Text passage:
>> START

Conduits are normally incorporated in a construction element that divides, for instance, two compartments. Such a construction element may also be referred to as a partition. A pipe may extend through the conduit from one of the two compartments into the other. These conduits are often referred to as pipe penetrations or transit systems. Such a conduit is often present in constructions formed on the basis of civil engineering. Factories, buildings, drainage systems, tunnels, subways, etc. all comprise such penetrations. However, also constructions formed on the basis of nautical engineering do comprise such conduits. One finds them on board of vessels and/on other offshore applications such as oil rigs.
These penetrations are seen as unwelcome necessities in such a construction. Pipes for, for instance, water distribution and water wastage systems, air-conditioning systems, hydraulic and pneumatic control, sprinklers etc but also for transport of gas, or oil, need to be extending throughout such a construction, even though this entails introducing weak spots in a separation of the compartments.
Such weak spots do not manifest themselves to a great extent in the mechanical strength of the construction but much more in the possibility of undesired transport of physical phenomena throughout the structure.
An example is a fire which itself needs to be confined, as long as possible, to only one area. This is important not only to allow for control and extinguishing the fire, but also to provide time for people present in compartments near to the fire for reaching a safe distance from the fire before it further expands. To prevent smoke and/or fire from passing through the conduit from one compartment to another, the conduit is usually provided with a material that closes the conduit, at least for some time, when the conduit is exposed to heat due to a nearby fire.
Another form of transport that needs to be prevented is the supply of air to a fire which takes place in a compartment. Particularly for on-shore constructions, it is believed that fire is fed with oxygen as supplied through burned-out conduits and that it spreads itself throughout a multi-storey building, if transport of air can freely occur between different levels of compartments. It is also for this reason desirable that a conduit is closed off, when on one side of the conduit a fire takes place.

>> END

Stored rows:

>> START

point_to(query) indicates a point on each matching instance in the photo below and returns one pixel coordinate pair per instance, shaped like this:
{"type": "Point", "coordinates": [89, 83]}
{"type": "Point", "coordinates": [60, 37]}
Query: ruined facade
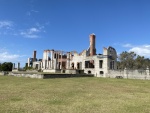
{"type": "Point", "coordinates": [87, 61]}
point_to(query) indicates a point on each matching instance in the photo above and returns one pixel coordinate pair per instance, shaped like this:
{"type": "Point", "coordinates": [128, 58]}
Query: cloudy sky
{"type": "Point", "coordinates": [27, 25]}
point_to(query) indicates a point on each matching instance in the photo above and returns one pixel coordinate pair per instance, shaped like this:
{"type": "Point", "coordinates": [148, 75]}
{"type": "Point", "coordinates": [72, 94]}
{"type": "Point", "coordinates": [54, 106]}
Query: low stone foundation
{"type": "Point", "coordinates": [47, 75]}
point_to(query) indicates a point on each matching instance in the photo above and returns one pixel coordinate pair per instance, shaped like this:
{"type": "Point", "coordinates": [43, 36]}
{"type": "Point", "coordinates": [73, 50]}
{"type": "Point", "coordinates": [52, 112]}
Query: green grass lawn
{"type": "Point", "coordinates": [74, 95]}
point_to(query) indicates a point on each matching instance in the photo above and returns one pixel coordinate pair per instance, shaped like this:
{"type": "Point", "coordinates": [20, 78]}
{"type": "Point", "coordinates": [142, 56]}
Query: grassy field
{"type": "Point", "coordinates": [74, 95]}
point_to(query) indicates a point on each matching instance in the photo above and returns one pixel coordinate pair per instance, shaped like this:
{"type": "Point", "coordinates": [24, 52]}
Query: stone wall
{"type": "Point", "coordinates": [131, 74]}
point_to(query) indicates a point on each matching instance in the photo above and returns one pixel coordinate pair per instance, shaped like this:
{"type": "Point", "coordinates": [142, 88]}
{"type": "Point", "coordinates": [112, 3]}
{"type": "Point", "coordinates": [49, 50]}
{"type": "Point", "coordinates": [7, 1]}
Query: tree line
{"type": "Point", "coordinates": [131, 60]}
{"type": "Point", "coordinates": [6, 66]}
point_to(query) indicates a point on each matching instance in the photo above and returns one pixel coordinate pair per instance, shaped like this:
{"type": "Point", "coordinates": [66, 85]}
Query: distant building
{"type": "Point", "coordinates": [87, 61]}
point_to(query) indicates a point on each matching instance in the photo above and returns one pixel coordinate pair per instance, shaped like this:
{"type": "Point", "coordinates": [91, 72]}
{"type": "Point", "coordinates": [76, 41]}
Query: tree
{"type": "Point", "coordinates": [127, 60]}
{"type": "Point", "coordinates": [140, 62]}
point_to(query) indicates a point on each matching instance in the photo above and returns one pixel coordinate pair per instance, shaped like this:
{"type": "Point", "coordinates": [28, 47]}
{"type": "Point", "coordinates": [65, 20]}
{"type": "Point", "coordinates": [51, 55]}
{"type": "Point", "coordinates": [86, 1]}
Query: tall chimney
{"type": "Point", "coordinates": [92, 45]}
{"type": "Point", "coordinates": [34, 55]}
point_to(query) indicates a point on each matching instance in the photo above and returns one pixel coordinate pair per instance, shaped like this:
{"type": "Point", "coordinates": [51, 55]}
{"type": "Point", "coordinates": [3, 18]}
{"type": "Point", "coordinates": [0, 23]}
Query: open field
{"type": "Point", "coordinates": [74, 95]}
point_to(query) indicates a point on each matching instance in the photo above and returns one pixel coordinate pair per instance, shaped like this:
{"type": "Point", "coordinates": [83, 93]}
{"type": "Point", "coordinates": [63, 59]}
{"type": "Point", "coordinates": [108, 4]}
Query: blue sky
{"type": "Point", "coordinates": [27, 25]}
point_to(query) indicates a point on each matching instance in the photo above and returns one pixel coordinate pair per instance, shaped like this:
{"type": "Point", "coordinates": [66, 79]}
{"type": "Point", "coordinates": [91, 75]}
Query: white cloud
{"type": "Point", "coordinates": [127, 45]}
{"type": "Point", "coordinates": [6, 56]}
{"type": "Point", "coordinates": [6, 24]}
{"type": "Point", "coordinates": [142, 50]}
{"type": "Point", "coordinates": [30, 33]}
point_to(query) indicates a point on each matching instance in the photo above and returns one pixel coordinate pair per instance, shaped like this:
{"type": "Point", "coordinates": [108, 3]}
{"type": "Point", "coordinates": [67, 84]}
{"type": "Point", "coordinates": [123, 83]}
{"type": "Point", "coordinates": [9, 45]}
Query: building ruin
{"type": "Point", "coordinates": [87, 61]}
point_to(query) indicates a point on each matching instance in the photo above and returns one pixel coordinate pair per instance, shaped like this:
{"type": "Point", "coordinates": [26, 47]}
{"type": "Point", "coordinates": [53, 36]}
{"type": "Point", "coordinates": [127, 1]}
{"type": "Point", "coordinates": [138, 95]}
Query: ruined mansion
{"type": "Point", "coordinates": [87, 61]}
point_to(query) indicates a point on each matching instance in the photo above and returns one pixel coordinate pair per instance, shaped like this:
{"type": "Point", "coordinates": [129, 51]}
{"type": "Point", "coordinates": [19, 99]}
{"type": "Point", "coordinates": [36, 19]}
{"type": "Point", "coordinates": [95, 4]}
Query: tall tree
{"type": "Point", "coordinates": [127, 60]}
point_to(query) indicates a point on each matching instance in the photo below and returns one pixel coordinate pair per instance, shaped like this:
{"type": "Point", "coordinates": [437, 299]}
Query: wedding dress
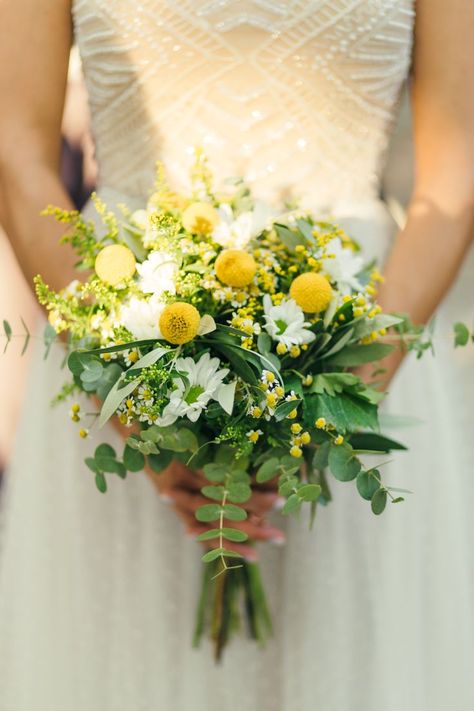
{"type": "Point", "coordinates": [98, 593]}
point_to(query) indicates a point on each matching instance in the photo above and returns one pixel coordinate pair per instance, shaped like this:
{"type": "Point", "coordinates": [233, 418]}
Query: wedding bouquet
{"type": "Point", "coordinates": [223, 334]}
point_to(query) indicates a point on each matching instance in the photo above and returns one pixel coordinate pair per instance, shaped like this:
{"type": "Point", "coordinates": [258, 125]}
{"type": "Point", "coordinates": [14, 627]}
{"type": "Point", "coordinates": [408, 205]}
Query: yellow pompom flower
{"type": "Point", "coordinates": [312, 292]}
{"type": "Point", "coordinates": [115, 263]}
{"type": "Point", "coordinates": [235, 267]}
{"type": "Point", "coordinates": [179, 322]}
{"type": "Point", "coordinates": [200, 218]}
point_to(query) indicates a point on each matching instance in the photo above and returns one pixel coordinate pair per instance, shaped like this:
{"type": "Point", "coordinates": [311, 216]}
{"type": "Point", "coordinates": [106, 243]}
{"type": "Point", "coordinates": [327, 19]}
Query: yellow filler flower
{"type": "Point", "coordinates": [235, 267]}
{"type": "Point", "coordinates": [200, 218]}
{"type": "Point", "coordinates": [115, 263]}
{"type": "Point", "coordinates": [312, 292]}
{"type": "Point", "coordinates": [179, 322]}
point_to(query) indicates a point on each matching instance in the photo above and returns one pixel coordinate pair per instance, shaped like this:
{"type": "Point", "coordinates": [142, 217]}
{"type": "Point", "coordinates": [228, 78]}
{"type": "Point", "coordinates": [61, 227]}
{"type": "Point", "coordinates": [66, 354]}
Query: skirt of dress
{"type": "Point", "coordinates": [98, 592]}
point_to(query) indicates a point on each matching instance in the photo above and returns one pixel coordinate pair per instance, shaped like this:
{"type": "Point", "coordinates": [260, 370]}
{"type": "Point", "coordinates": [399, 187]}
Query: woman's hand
{"type": "Point", "coordinates": [180, 486]}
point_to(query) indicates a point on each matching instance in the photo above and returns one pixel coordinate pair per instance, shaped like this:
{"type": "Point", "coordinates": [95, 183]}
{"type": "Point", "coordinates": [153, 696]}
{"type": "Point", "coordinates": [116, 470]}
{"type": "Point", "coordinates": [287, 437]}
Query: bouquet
{"type": "Point", "coordinates": [224, 334]}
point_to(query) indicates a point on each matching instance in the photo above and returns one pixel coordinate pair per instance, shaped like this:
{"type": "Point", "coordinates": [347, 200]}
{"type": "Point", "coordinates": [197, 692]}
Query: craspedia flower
{"type": "Point", "coordinates": [235, 267]}
{"type": "Point", "coordinates": [312, 292]}
{"type": "Point", "coordinates": [115, 263]}
{"type": "Point", "coordinates": [200, 218]}
{"type": "Point", "coordinates": [179, 322]}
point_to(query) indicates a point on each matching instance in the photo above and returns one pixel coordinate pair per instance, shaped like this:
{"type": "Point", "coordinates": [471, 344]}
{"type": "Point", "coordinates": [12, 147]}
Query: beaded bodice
{"type": "Point", "coordinates": [297, 96]}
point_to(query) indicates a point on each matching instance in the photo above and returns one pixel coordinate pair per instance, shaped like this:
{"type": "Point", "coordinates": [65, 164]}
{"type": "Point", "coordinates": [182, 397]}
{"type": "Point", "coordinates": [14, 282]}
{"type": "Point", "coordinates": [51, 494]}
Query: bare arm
{"type": "Point", "coordinates": [35, 39]}
{"type": "Point", "coordinates": [429, 251]}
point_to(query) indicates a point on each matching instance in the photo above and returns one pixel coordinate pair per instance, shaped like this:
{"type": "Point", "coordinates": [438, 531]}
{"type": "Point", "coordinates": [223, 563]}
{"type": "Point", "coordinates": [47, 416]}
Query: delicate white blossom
{"type": "Point", "coordinates": [158, 273]}
{"type": "Point", "coordinates": [285, 323]}
{"type": "Point", "coordinates": [201, 382]}
{"type": "Point", "coordinates": [236, 232]}
{"type": "Point", "coordinates": [343, 267]}
{"type": "Point", "coordinates": [141, 317]}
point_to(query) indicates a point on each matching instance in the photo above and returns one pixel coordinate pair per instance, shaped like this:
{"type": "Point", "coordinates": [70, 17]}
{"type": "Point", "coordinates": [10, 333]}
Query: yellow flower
{"type": "Point", "coordinates": [312, 292]}
{"type": "Point", "coordinates": [200, 218]}
{"type": "Point", "coordinates": [115, 263]}
{"type": "Point", "coordinates": [235, 267]}
{"type": "Point", "coordinates": [179, 322]}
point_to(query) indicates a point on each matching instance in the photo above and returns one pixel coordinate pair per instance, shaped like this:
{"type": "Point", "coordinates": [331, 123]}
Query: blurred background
{"type": "Point", "coordinates": [79, 172]}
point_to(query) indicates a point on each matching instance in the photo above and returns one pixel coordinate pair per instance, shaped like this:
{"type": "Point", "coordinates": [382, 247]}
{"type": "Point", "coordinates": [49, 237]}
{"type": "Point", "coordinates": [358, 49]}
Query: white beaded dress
{"type": "Point", "coordinates": [98, 593]}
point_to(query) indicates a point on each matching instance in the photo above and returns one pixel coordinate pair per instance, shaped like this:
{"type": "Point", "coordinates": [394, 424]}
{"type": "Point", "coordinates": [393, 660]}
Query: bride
{"type": "Point", "coordinates": [97, 593]}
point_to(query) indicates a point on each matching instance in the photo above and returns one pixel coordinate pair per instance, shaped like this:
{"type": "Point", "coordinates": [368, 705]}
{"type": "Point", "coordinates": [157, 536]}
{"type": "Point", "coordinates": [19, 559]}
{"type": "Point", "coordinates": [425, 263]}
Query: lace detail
{"type": "Point", "coordinates": [260, 85]}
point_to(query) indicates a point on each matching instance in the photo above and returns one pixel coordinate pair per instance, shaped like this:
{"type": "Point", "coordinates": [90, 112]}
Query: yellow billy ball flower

>> END

Problems and tasks:
(1) Answer these from the text on pipe conduits:
(a) What two other names are these conduits often given?
(b) What do the weak spots from penetrations affect much more than the mechanical strength of the construction?
(c) In on-shore constructions, what is fire believed to be fed with oxygen through?
(2) Copy word for word the part of the text on pipe conduits that begins at the words "These penetrations are" and stops after the words "of the compartments.".

Answers given:
(1)
(a) Pipe penetrations or transit systems.
(b) The possibility of undesired transport of physical phenomena throughout the structure.
(c) Burned-out conduits.

(2)
These penetrations are seen as unwelcome necessities in such a construction. Pipes for, for instance, water distribution and water wastage systems, air-conditioning systems, hydraulic and pneumatic control, sprinklers etc but also for transport of gas, or oil, need to be extending throughout such a construction, even though this entails introducing weak spots in a separation of the compartments.